═════ Source extract

In terms of programming, traditional robots run script-based design time solutions, which allow them to perform pre-purposed tasks, but they can nowadays also be linked to other ICT systems (such as an electronic health record or internet-based sources), or to Large Language Models (LLMs) via an Application Programming Interface (API) (27). This allows for interactive dialogues without the need for complete preprogramming. In the present study, we investigate this latter approach, evaluating a social robot that provides patient information in patient dialogues, thus supporting patient communication and information exchange. In this way, it is possible to combine the social features of the robot with the conversational capabilities of LLMs. The use of LLMs like chatGPT to answer patient questions is an emerging field (28, 29). At present, while physicians generally consider AI responses to be accurate (29), patients still tend to prefer consulting doctors for treatment recommendations (28). However, this dynamics may shift with the integration of social presence into LLMs through the use of social robots. To our knowledge, this study is the first to explore the intersection of LLM capabilities with the social features of robots in the context of providing treatment information to OA patients.
Materials and methods
Social robot
We used the social robot “Furhat” (26) and linked it to a Generative Pre-trained Transformer (GPT) LLM (gpt-3.5) via an API using the Furhat Kotlin-based programming framework. To ensure conversational relevance, content accuracy, and to prevent for hallucinations, we limited the scope of the LLM to use only specific dependable medical websites whitelisted by the rheumatology department of the Medisch Spectrum Twente (MST) hospital, Enschede, the Netherlands. These websites contained physician-checked and relevant patient information on treatment options, conditions and disease management of OA. Using direct text search, these whitelisted websites are used according to the used prompt. The prompt is added in Supplementary Material A.
The information flow and robot components are shown in Figure 1. It entails that (in this case) a single patient talks to the social robot, after which a speech-to-text (S2T) process is triggered, relying on cloud-based recognition (Microsoft Azure Speech Services). The resulting text-string is sent via the API to the GPT, which searches for relevant answers within the whitelisted web-based data sources detailed in Supplementary Material A. The returned answer is spoken out by the robot utilizing its text-to-speech (T2S, based on Amazon Polly speech synthesis services) and Furhat lip-sync speech services.
Figure 1
In addition, using a basic emotional state recognition feature running on top of the person-tracking built-in camera feed within the robot, and mirroring the recognized emotion, the robot is able to track the patient's face and be triggered to convey the same basic emotion (anger, disgust, fear, happiness, sadness and surprise) as seen in the patient while talking, listening, or waiting, for better personalization. This behaviour allows for non-deterministic and more rich user interactions. The robot could potentially distinguish among multiple users and track the latest speaker, but in this study these features were not utilized.
Experiments
First, a lab-based pilot study was performed at the Behavioural, Management and Social sciences (BMS) lab at the University of Twente, Enschede, the Netherlands, to assess the task performance and user experience of utilizing the social robot as a communication device for medical conversational purposes.

══════════
═════ Data extract

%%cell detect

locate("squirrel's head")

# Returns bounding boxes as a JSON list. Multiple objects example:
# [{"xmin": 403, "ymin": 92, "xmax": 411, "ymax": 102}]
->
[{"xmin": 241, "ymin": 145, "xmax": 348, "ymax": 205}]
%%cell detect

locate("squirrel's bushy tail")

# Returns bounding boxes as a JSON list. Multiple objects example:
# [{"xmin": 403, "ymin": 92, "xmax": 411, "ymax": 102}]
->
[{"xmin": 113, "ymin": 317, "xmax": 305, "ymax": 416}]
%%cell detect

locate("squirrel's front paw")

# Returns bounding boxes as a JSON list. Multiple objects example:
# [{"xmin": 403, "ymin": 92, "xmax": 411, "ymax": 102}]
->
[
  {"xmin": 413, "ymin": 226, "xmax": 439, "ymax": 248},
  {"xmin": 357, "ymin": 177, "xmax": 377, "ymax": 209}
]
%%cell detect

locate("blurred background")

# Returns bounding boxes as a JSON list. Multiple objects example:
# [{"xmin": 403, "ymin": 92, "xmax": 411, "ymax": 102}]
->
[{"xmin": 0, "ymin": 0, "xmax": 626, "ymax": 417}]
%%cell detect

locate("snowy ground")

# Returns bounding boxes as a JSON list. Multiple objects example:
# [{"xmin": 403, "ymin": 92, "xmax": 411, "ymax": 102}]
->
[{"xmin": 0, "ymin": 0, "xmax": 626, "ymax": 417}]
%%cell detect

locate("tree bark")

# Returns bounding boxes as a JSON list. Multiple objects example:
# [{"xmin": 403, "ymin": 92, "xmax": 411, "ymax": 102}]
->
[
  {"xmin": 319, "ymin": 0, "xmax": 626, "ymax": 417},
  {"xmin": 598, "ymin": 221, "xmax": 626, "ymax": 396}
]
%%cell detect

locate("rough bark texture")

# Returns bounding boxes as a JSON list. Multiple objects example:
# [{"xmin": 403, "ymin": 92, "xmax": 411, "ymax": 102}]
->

══════════

**Work task:** According to the social robot study excerpt, which cloud-based service performs the robot's speech-to-text recognition?

**Task answer:** Microsoft Azure Speech Services.